▶ Available data

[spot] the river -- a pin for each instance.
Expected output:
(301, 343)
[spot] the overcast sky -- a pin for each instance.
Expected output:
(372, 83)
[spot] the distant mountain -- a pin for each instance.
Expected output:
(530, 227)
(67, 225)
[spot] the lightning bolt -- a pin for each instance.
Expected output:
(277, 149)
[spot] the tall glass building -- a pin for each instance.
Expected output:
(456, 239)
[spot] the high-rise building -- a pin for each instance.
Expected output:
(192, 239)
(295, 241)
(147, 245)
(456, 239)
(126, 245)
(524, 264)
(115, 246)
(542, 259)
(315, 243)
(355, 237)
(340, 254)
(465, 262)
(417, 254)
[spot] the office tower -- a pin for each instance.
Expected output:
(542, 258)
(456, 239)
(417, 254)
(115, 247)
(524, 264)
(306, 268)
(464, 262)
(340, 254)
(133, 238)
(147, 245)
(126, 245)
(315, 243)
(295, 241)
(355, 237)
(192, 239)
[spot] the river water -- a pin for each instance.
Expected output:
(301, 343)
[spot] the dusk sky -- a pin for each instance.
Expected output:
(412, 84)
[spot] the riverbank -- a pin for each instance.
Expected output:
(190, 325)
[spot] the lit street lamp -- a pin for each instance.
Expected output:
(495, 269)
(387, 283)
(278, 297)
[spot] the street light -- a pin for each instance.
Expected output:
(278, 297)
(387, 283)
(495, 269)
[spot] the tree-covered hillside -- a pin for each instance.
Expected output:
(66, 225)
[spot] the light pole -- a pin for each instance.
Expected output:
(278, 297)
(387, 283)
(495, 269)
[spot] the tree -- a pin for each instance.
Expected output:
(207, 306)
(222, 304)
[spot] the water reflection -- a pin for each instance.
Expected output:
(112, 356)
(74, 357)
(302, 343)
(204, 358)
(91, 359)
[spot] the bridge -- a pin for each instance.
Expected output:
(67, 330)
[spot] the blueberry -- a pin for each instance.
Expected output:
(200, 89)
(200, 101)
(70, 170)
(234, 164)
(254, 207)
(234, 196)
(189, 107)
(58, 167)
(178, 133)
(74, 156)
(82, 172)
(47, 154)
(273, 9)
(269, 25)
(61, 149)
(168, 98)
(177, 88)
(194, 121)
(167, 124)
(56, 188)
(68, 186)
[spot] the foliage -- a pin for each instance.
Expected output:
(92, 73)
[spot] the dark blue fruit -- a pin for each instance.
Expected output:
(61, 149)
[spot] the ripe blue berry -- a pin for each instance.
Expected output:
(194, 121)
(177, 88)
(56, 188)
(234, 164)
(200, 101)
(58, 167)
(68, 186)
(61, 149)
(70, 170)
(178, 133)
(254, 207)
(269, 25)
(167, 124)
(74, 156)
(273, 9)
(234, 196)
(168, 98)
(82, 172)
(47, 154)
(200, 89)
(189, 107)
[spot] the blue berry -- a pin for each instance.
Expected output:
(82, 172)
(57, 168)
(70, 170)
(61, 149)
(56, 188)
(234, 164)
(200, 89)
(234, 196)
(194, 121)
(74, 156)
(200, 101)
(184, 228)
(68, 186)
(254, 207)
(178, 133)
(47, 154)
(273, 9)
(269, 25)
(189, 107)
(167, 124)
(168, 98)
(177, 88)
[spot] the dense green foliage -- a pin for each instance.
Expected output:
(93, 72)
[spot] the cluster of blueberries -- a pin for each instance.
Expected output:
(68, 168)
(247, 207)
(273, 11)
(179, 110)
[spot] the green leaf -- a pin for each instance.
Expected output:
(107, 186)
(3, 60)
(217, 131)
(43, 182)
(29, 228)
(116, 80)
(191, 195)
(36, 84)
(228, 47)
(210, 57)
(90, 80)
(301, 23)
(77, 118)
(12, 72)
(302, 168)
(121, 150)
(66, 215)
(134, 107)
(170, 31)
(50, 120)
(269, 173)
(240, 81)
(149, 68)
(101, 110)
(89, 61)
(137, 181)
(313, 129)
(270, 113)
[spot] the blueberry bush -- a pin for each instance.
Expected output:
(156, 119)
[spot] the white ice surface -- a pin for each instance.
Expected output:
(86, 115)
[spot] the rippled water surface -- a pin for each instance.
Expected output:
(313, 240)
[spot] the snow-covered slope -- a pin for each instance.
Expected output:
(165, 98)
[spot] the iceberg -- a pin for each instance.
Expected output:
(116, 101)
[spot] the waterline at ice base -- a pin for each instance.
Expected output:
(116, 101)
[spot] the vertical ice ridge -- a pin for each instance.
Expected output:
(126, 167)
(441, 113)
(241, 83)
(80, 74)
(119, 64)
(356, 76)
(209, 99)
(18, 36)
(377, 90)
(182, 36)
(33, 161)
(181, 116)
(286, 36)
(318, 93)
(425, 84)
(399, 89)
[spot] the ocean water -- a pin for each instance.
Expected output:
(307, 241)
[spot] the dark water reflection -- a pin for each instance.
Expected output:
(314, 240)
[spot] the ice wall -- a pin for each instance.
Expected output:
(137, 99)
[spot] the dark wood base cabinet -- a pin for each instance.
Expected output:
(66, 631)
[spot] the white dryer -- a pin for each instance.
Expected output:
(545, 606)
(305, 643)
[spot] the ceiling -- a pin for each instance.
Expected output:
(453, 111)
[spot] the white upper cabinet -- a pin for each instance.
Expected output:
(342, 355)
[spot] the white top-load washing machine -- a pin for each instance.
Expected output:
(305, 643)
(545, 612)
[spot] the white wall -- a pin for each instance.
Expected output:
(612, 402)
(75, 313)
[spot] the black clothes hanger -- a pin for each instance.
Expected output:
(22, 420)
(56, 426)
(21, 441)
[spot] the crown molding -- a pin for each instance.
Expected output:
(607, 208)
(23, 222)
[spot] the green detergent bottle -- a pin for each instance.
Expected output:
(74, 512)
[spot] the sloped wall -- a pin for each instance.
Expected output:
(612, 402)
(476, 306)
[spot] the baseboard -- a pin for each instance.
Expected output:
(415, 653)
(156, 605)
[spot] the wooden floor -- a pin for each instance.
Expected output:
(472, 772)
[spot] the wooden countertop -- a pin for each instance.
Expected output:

▶ Work instruction
Each line of the data must come back exactly as written.

▶ Answer for the task
[spot] the river -- a pin for each instance.
Expected output:
(301, 343)
[spot] the overcast sky -- a pin for each instance.
Expected output:
(372, 83)
[spot] the distant mountain -- a pin for each instance.
Expected output:
(530, 227)
(67, 225)
[spot] the lightning bolt -- a pin for each instance.
Expected output:
(277, 149)
[spot] the tall glass building -- a pin for each instance.
Expected output:
(456, 239)
[spot] the high-rise building -- a pin for each instance.
Expected output:
(192, 239)
(295, 241)
(147, 245)
(456, 239)
(126, 245)
(524, 264)
(115, 246)
(542, 259)
(315, 243)
(355, 237)
(340, 254)
(465, 262)
(417, 254)
[spot] the office tower -- a pin for each instance.
Expected output:
(542, 258)
(456, 239)
(417, 254)
(115, 247)
(524, 264)
(306, 268)
(464, 262)
(340, 254)
(133, 238)
(147, 245)
(126, 245)
(315, 243)
(295, 241)
(355, 237)
(192, 239)
[spot] the river water -- a pin for each instance.
Expected output:
(301, 343)
[spot] the dusk sky -- a pin for each instance.
Expected output:
(412, 84)
[spot] the riverbank -- a pin for each instance.
Expected output:
(190, 325)
[spot] the lit street lamp -- a pin for each instance.
Expected output:
(495, 269)
(387, 283)
(278, 297)
[spot] the street light -- a pin for each instance.
Expected output:
(278, 297)
(387, 283)
(495, 269)
[spot] the tree-covered hillside -- a pin for each instance.
Expected output:
(66, 225)
[spot] the light pole -- a pin for each instance.
Expected output:
(278, 297)
(387, 283)
(495, 269)
[spot] the tree -- a pin for each instance.
Expected output:
(207, 306)
(222, 304)
[spot] the water reflection -- a pin for each instance.
Expected output:
(112, 356)
(74, 357)
(302, 343)
(204, 358)
(91, 359)
[spot] the bridge -- a pin for each instance.
Expected output:
(67, 330)
[spot] the blueberry -- a pin for each instance.
Expected output:
(200, 89)
(200, 101)
(70, 170)
(234, 164)
(254, 207)
(234, 196)
(189, 107)
(58, 167)
(178, 133)
(74, 156)
(82, 172)
(47, 154)
(273, 9)
(269, 25)
(61, 149)
(168, 98)
(177, 88)
(194, 121)
(167, 124)
(56, 188)
(68, 186)
[spot] the foliage -- a pin for each instance.
Expected output:
(92, 73)
[spot] the dark blue fruit -- a pin for each instance.
Expected output:
(61, 149)
[spot] the ripe blue berry -- a pin for each instance.
Expected output:
(194, 121)
(177, 88)
(56, 188)
(234, 164)
(200, 101)
(58, 167)
(68, 186)
(61, 149)
(70, 170)
(178, 133)
(254, 207)
(269, 25)
(167, 124)
(74, 156)
(273, 9)
(234, 196)
(168, 98)
(82, 172)
(47, 154)
(200, 89)
(189, 107)
[spot] the blue berry -- a pin for each instance.
Expected output:
(82, 172)
(57, 168)
(70, 170)
(61, 149)
(56, 188)
(234, 164)
(200, 89)
(234, 196)
(194, 121)
(74, 156)
(200, 101)
(184, 228)
(68, 186)
(254, 207)
(178, 133)
(47, 154)
(273, 9)
(269, 25)
(189, 107)
(167, 124)
(168, 98)
(177, 88)
[spot] the dense green foliage -- a pin for each instance.
Expected output:
(93, 72)
[spot] the cluster of blueberries -- a pin for each instance.
Expected output:
(68, 168)
(247, 207)
(273, 11)
(179, 110)
[spot] the green leaf -- a pin for each instance.
Expected output:
(107, 186)
(3, 60)
(217, 131)
(43, 182)
(29, 228)
(116, 80)
(191, 195)
(36, 84)
(228, 47)
(210, 57)
(90, 80)
(301, 23)
(77, 118)
(12, 72)
(302, 168)
(121, 150)
(66, 215)
(134, 107)
(170, 31)
(50, 120)
(269, 173)
(240, 81)
(149, 68)
(101, 110)
(89, 61)
(137, 181)
(313, 129)
(270, 113)
[spot] the blueberry bush -- a pin for each instance.
Expected output:
(156, 119)
[spot] the white ice surface -- a pin for each instance.
Expected output:
(86, 115)
[spot] the rippled water surface -- a pin for each instance.
Expected output:
(313, 240)
[spot] the snow-covered slope -- a pin for each instance.
Expected output:
(165, 98)
[spot] the iceberg -- a pin for each instance.
Expected output:
(116, 101)
[spot] the waterline at ice base -- a pin for each instance.
Expected output:
(116, 101)
[spot] the vertical ice ridge -- a pin for each instance.
Expected output:
(126, 167)
(441, 113)
(241, 83)
(80, 74)
(119, 64)
(356, 76)
(209, 99)
(18, 36)
(377, 90)
(182, 36)
(33, 161)
(181, 116)
(286, 36)
(318, 93)
(425, 84)
(399, 89)
[spot] the ocean water -- a pin for each instance.
Expected output:
(307, 241)
[spot] the dark water reflection -- a pin for each instance.
Expected output:
(314, 240)
[spot] the ice wall -- a pin for each instance.
Expected output:
(137, 99)
[spot] the dark wood base cabinet -- a pin for each instance.
Expected output:
(66, 631)
[spot] the white dryer -- a pin for each instance.
Expected output:
(545, 606)
(305, 643)
[spot] the ceiling -- a pin for each instance.
Expected output:
(453, 111)
[spot] the white upper cabinet -- a pin for each instance.
Expected output:
(342, 355)
[spot] the white top-load washing machine -- a pin for each instance.
Expected output:
(305, 643)
(545, 612)
[spot] the white wall -- a pin for each instance.
Expected output:
(612, 402)
(75, 313)
[spot] the black clothes hanger -- a pin for each instance.
Expected output:
(22, 420)
(56, 426)
(21, 441)
[spot] the crown molding -- a pin for each instance.
Expected output:
(607, 208)
(23, 222)
[spot] the green detergent bottle -- a pin for each instance.
Expected output:
(74, 512)
[spot] the sloped wall -- a pin for each instance.
Expected output:
(612, 402)
(476, 306)
[spot] the baseboard -- a pin for each instance.
Expected output:
(415, 653)
(156, 605)
[spot] the wooden floor -- a pin for each instance.
Expected output:
(472, 772)
[spot] the wooden countertop -- a pin for each instance.
Expected output:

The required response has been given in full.